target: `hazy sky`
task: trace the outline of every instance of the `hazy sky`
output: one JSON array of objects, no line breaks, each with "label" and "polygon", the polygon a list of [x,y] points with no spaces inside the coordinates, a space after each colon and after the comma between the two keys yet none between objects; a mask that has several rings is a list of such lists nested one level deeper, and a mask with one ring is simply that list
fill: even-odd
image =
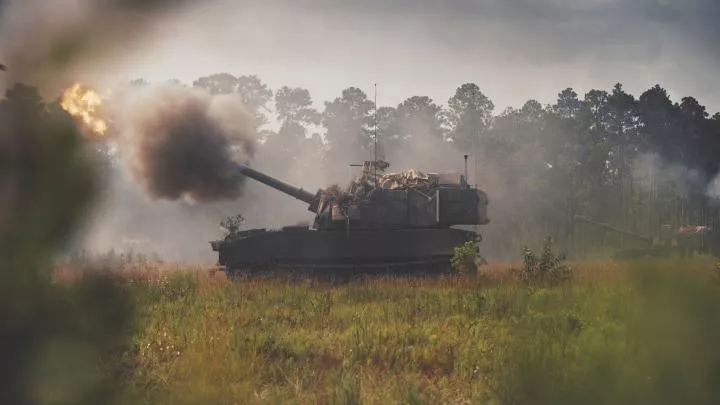
[{"label": "hazy sky", "polygon": [[[720,110],[718,0],[221,0],[158,22],[103,74],[151,81],[229,72],[310,89],[318,105],[348,86],[378,102],[428,95],[445,104],[477,83],[496,111],[574,87]],[[97,73],[97,71],[96,71]]]}]

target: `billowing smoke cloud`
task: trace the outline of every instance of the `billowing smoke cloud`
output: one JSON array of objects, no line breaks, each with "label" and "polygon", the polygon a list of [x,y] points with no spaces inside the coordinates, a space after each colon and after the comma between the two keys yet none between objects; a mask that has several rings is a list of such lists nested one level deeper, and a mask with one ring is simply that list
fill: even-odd
[{"label": "billowing smoke cloud", "polygon": [[153,199],[214,202],[241,195],[233,161],[255,153],[253,117],[234,96],[179,85],[143,89],[122,114],[121,151]]},{"label": "billowing smoke cloud", "polygon": [[[107,67],[121,64],[152,43],[162,24],[184,11],[188,3],[0,0],[0,91],[22,82],[40,88],[50,100],[74,82],[94,87],[94,76],[87,73],[102,75]],[[186,201],[150,200],[236,198],[244,180],[225,169],[230,159],[242,161],[254,153],[252,133],[244,126],[246,114],[234,100],[211,98],[189,89],[144,90],[132,100],[135,105],[120,103],[133,108],[120,108],[118,112],[113,109],[114,101],[111,103],[112,131],[121,129],[119,157],[124,160],[111,159],[104,198],[88,229],[82,232],[85,240],[79,242],[99,253],[122,249],[124,239],[152,240],[160,246],[149,250],[167,258],[177,252],[188,253],[184,258],[206,255],[206,242],[218,236],[220,218],[237,213],[232,201],[206,208]],[[12,150],[3,151],[4,146],[32,143],[17,129],[22,127],[16,121],[19,116],[0,119],[0,127],[6,129],[0,153],[14,156]],[[41,149],[26,152],[34,156]],[[8,181],[22,184],[16,179]],[[3,187],[2,191],[7,190]],[[18,205],[22,203],[7,204],[9,209],[4,211],[8,212],[0,215],[12,216],[13,207]],[[183,235],[193,235],[194,239]]]},{"label": "billowing smoke cloud", "polygon": [[208,241],[222,237],[220,222],[250,215],[253,183],[232,166],[255,160],[253,117],[237,96],[179,84],[129,86],[106,107],[116,148],[76,247],[213,263]]}]

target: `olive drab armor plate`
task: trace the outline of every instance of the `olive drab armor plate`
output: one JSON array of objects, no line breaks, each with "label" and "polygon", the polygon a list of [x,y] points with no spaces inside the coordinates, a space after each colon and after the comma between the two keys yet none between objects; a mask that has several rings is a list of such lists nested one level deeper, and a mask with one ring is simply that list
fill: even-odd
[{"label": "olive drab armor plate", "polygon": [[[455,173],[385,173],[368,161],[344,189],[315,194],[247,166],[234,170],[295,197],[315,214],[312,228],[254,229],[211,242],[219,264],[232,273],[261,268],[414,267],[449,265],[455,247],[479,241],[453,226],[486,225],[488,197]],[[333,271],[335,271],[333,270]]]}]

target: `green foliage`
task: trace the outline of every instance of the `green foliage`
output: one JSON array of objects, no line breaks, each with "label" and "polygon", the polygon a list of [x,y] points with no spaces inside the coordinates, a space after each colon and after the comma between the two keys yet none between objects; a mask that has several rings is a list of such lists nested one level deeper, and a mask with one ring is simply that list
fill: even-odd
[{"label": "green foliage", "polygon": [[313,108],[310,92],[303,88],[283,86],[275,92],[275,111],[280,127],[267,137],[259,159],[273,162],[273,168],[285,177],[301,181],[319,173],[324,152],[317,133],[308,136],[309,128],[319,125],[320,113]]},{"label": "green foliage", "polygon": [[113,403],[131,300],[112,280],[51,282],[96,192],[69,116],[16,84],[0,100],[0,403]]},{"label": "green foliage", "polygon": [[450,138],[461,150],[475,149],[479,135],[491,123],[493,109],[495,105],[477,84],[465,83],[455,90],[444,114],[451,125]]},{"label": "green foliage", "polygon": [[273,92],[255,75],[236,77],[229,73],[216,73],[195,80],[193,86],[206,89],[212,94],[237,94],[253,115],[255,129],[268,123],[264,110],[272,99]]},{"label": "green foliage", "polygon": [[643,263],[628,288],[591,285],[526,301],[502,343],[500,401],[716,403],[720,297],[688,270]]},{"label": "green foliage", "polygon": [[240,231],[242,224],[245,222],[245,218],[237,214],[235,216],[225,218],[220,226],[225,230],[225,237],[232,238]]},{"label": "green foliage", "polygon": [[551,237],[545,239],[540,256],[523,248],[523,268],[516,276],[527,284],[558,285],[572,278],[572,269],[565,264],[566,255],[553,252]]},{"label": "green foliage", "polygon": [[480,255],[473,241],[467,241],[454,249],[450,263],[458,274],[473,275],[477,273],[477,262]]},{"label": "green foliage", "polygon": [[335,100],[325,102],[322,125],[329,144],[327,156],[333,168],[346,167],[348,161],[362,159],[372,144],[373,102],[357,87],[348,87]]}]

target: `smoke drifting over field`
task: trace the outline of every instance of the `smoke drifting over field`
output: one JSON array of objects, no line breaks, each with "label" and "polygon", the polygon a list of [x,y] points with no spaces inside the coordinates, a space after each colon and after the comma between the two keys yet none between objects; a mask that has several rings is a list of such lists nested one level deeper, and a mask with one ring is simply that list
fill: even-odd
[{"label": "smoke drifting over field", "polygon": [[633,181],[644,191],[652,190],[656,184],[672,183],[679,191],[687,192],[707,184],[707,179],[699,170],[667,162],[657,153],[638,156],[633,161],[632,168]]},{"label": "smoke drifting over field", "polygon": [[177,84],[129,86],[108,109],[117,153],[81,245],[210,262],[207,242],[245,191],[232,166],[255,156],[253,117],[236,96]]},{"label": "smoke drifting over field", "polygon": [[720,202],[720,174],[710,180],[705,190],[705,194],[715,202]]},{"label": "smoke drifting over field", "polygon": [[[143,89],[120,121],[121,151],[153,199],[214,202],[240,197],[232,162],[255,153],[252,116],[237,97],[177,85]],[[233,156],[235,147],[237,156]]]}]

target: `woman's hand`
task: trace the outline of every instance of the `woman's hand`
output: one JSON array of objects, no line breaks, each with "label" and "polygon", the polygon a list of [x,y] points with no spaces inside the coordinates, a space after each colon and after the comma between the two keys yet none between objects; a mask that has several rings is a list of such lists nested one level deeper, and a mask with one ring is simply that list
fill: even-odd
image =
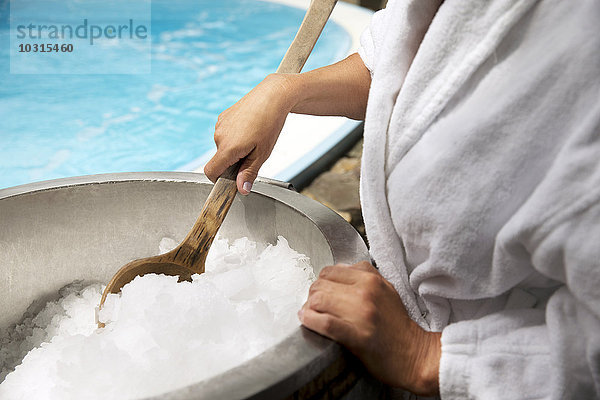
[{"label": "woman's hand", "polygon": [[439,392],[441,333],[412,321],[371,264],[323,268],[298,315],[307,328],[346,346],[380,381],[417,395]]},{"label": "woman's hand", "polygon": [[271,74],[219,115],[215,126],[217,153],[204,166],[216,181],[230,165],[244,159],[237,177],[240,193],[248,194],[292,109],[291,80],[295,74]]},{"label": "woman's hand", "polygon": [[240,101],[219,115],[215,127],[217,153],[204,167],[213,182],[244,159],[237,176],[248,194],[267,160],[289,112],[342,115],[362,119],[371,75],[358,54],[302,74],[271,74]]}]

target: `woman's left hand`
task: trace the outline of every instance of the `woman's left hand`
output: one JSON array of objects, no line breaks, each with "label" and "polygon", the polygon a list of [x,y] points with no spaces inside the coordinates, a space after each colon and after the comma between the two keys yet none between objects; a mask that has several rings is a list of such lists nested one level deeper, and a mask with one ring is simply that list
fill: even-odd
[{"label": "woman's left hand", "polygon": [[439,393],[441,333],[411,320],[392,284],[368,262],[323,268],[298,316],[347,347],[383,383]]}]

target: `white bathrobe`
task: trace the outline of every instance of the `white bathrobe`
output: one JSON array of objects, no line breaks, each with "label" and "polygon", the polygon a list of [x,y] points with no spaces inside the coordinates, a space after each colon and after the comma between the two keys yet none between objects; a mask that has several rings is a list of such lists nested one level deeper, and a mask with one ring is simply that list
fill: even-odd
[{"label": "white bathrobe", "polygon": [[442,399],[599,398],[600,1],[391,0],[359,54],[371,253]]}]

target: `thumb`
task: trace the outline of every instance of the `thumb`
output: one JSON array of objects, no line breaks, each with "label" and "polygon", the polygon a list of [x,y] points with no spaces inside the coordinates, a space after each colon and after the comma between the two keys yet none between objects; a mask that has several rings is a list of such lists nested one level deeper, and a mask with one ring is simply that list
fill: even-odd
[{"label": "thumb", "polygon": [[250,193],[254,180],[258,176],[258,170],[263,163],[264,161],[258,159],[254,151],[242,161],[236,181],[237,188],[241,194],[247,195]]}]

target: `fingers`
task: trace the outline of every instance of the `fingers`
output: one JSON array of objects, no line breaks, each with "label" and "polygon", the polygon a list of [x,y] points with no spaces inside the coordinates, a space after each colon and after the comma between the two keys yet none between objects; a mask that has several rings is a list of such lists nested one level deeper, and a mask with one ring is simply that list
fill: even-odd
[{"label": "fingers", "polygon": [[310,308],[303,308],[298,313],[302,325],[323,336],[327,336],[346,346],[352,347],[354,335],[352,326],[331,314],[320,313]]},{"label": "fingers", "polygon": [[361,271],[371,272],[371,273],[375,273],[375,274],[379,275],[379,271],[377,271],[377,268],[375,268],[368,261],[361,261],[359,263],[354,264],[352,267],[354,267],[358,270],[361,270]]},{"label": "fingers", "polygon": [[349,320],[355,313],[355,299],[347,285],[319,279],[312,284],[306,308]]},{"label": "fingers", "polygon": [[[227,128],[222,128],[222,123],[227,118],[230,109],[223,111],[219,114],[219,118],[215,125],[215,144],[217,145],[217,152],[215,155],[204,165],[204,174],[212,182],[216,182],[217,179],[225,172],[227,168],[246,157],[249,153],[254,150],[254,147],[249,143],[236,143],[239,142],[239,138],[235,135],[228,134]],[[243,142],[243,141],[242,141]]]},{"label": "fingers", "polygon": [[227,168],[238,162],[241,157],[236,157],[233,152],[217,151],[217,153],[204,166],[204,174],[212,182],[216,182],[219,176]]},{"label": "fingers", "polygon": [[354,265],[337,264],[327,266],[321,270],[319,278],[352,285],[364,279],[365,273],[379,275],[379,272],[370,263],[363,261]]},{"label": "fingers", "polygon": [[249,154],[243,153],[217,151],[213,158],[204,166],[204,174],[212,182],[216,182],[227,168],[243,158],[244,160],[237,175],[236,185],[241,194],[249,194],[258,176],[258,171],[265,160],[263,159],[264,157],[258,154],[256,149],[250,151]]},{"label": "fingers", "polygon": [[353,353],[362,354],[372,345],[381,321],[379,305],[385,299],[382,294],[389,292],[384,282],[368,262],[325,267],[310,287],[308,299],[298,313],[300,321]]}]

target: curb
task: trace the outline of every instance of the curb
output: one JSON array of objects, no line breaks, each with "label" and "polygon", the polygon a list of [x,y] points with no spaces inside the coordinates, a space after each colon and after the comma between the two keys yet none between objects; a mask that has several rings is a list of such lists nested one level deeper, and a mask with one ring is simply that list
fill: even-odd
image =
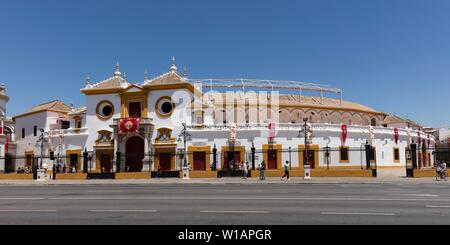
++++++++++++++++++++
Lines with "curb": return each one from the data above.

target: curb
task: trace the outline of every instance of the curb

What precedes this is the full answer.